Re: C.9 Forbid & connector? from Joe English on 1996-10-19 (w3c-sgml-wg@w3.org from October 1996)

From: Joe English <jenglish@crl.com>
Date: Sat, 19 Oct 1996 09:51:31 -0700
To: W3C SGML Working Group <w3c-sgml-wg@w3.org>
Message-Id: <199610191651.AA18323@mail.crl.com>

David G. Durand <dgd@cs.bu.edu> wrote:
> At 11:46 10/18/96, Joe English wrote:

> >(The ambiguity restriction does not matter here: unambiguous content models
> >are a strict subset of regular expressions; any algorithm for matching
> >against general REs will also work for unambigous ones.  In fact,
> >the ambiguity rule can make things *easier* for implementors.)
>
> Yeah, once the check is over. It's doing the check that is unpleasant and
> non-standard.

You don't have to perform the check though, even in
a validating parser:

    "4.329 validating SGML parser: A conforming SGML parser
    that can find and report a reportable markup error if
    (and only if) one exists.

    4.267 reportable markup error:  A failure of a document
    to conform to this International Standard [...] other
    than a semantic error [...] or:
	a) an ambiguous content model
	b) [...]"

    [ 9.3, "Conforming Systems", p. 215]

In other words, 8879 (for better or worse) places the
burden of ensuring non-ambiguity on the DTD designer,
not the parser.

Also note that checking for ambiguity is straightforward --
as long as there are no '&' groups.

> >> and & is easy when you just
> >> parse against the parse tree (which is what people will do).
> >
> >I don't see that '&' is _easy_, but as long as we keep the
> >ambiguity restriction it's at least tractable.
>
> You just keep a flag as to whether the & group is used up yet or not.
> Gross, but servicable and easy....

That only works if the content model is unambiguous:
consider  '( (a,(b|c)) & (a,(b|d)) )' after seeing 'ab...'

> [earlier]
> That means the whole ball of wax, to me. If I had to implement SGML's
> ambiguity I'd implement and ambiguity check and match against the parse
> tree for the model. If I'm parsing that way, what's a single bit of
> additional state per moel token? As I say, I'm not emotional about kereping
> &, just don't see why not.

Since '&' groups are the only feature that makes the ambiguity
restriction difficult to test for, and it's also the only feature
(other than OMITTAG [1]) that makes the restriction desirable from
the implementor's point of view, the logical conclusion would
be to drop '&' groups.  (Not that I am advocating that position --
I think XML should keep both '&' groups and the ambiguity restriction,
but should not require validating parsers to check the latter.)

[1] Final note: OMITTAG, in particular start-tag omission,
*cannot work* unless content models are unambiguous and deterministic.
This is because of the way "contextually require element" is defined in
the standard.

--Joe English

  jenglish@crl.com

Received on Saturday, 19 October 1996 12:50:54 UTC

● Given task
Mark each statement below yes or no according to the mailing-list message on SGML content-model ambiguity, and quote the message's exact deciding words for each: 1. Joe English says a validating parser must check content models for ambiguity. 2. Joe English says checking for ambiguity is straightforward when there are no '&' groups. 3. Joe English argues that XML should drop '&' groups.

● Rows
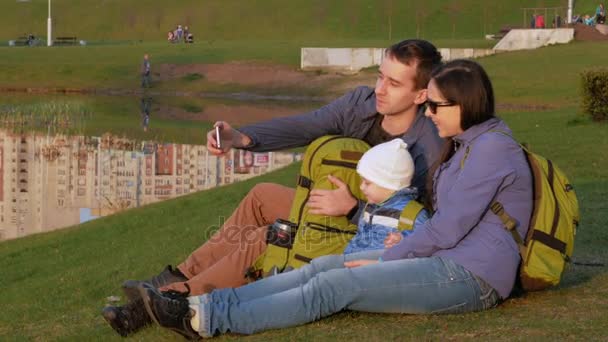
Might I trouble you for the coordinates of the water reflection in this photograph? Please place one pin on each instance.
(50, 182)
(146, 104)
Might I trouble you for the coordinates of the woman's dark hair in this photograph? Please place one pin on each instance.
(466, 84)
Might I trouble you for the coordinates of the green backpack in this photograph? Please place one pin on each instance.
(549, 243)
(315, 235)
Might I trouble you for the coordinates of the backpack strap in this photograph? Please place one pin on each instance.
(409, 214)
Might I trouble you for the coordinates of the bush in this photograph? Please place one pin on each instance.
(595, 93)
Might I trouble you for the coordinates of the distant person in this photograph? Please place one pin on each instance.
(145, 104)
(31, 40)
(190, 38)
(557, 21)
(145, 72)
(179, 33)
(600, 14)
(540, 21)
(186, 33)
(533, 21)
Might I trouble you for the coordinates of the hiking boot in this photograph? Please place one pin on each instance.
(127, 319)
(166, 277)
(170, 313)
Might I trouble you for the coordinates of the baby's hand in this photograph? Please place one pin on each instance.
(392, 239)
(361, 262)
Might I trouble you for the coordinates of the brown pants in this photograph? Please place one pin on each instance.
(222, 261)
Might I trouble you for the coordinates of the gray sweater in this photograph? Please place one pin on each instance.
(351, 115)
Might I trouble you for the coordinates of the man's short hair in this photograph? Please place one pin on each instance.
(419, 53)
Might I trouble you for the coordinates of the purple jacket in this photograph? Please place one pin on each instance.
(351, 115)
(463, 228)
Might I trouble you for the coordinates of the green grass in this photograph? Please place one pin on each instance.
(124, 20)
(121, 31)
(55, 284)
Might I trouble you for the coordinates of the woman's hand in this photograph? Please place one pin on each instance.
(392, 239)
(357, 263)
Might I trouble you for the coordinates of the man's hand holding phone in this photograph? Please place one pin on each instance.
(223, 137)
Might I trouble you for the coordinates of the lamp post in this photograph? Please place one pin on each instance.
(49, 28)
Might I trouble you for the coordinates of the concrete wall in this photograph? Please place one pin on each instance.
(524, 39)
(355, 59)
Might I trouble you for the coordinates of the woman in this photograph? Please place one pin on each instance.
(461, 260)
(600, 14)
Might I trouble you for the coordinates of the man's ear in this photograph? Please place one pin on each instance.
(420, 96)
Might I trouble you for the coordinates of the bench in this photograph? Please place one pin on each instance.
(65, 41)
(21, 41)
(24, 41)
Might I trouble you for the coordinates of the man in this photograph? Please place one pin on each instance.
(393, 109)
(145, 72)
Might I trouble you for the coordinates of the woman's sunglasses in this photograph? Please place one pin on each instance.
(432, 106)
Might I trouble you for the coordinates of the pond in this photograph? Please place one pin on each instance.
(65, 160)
--
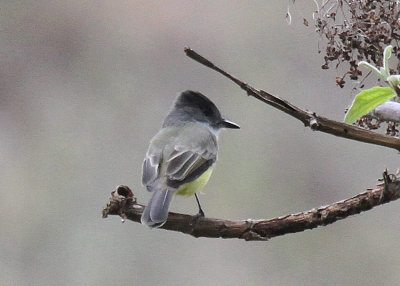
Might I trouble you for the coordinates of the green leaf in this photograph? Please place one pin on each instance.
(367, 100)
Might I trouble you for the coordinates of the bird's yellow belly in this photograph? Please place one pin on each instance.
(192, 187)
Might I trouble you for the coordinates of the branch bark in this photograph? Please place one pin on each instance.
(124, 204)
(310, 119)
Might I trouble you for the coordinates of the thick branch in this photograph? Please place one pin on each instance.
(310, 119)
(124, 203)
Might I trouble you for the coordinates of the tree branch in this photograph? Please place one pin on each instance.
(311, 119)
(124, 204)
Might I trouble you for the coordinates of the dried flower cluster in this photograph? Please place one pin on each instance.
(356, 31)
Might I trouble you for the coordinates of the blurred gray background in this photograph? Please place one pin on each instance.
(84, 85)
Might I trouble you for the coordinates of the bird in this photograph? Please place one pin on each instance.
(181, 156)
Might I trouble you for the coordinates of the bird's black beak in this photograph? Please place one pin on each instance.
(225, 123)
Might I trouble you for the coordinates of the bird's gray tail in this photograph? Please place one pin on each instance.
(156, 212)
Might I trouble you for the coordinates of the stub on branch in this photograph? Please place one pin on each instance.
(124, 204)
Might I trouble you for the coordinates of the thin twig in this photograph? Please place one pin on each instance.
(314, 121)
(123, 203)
==
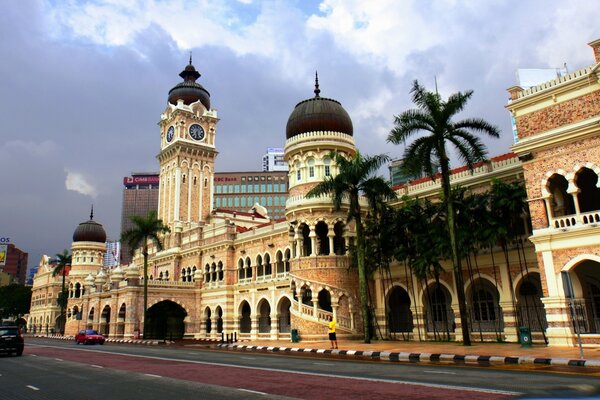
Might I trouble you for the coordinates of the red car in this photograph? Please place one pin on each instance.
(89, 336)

● Exercise solution
1. No: "You don't have to perform the check though, even in a validating parser"
2. Yes: "checking for ambiguity is straightforward -- as long as there are no '&' groups"
3. No: "I think XML should keep both '&' groups and the ambiguity restriction"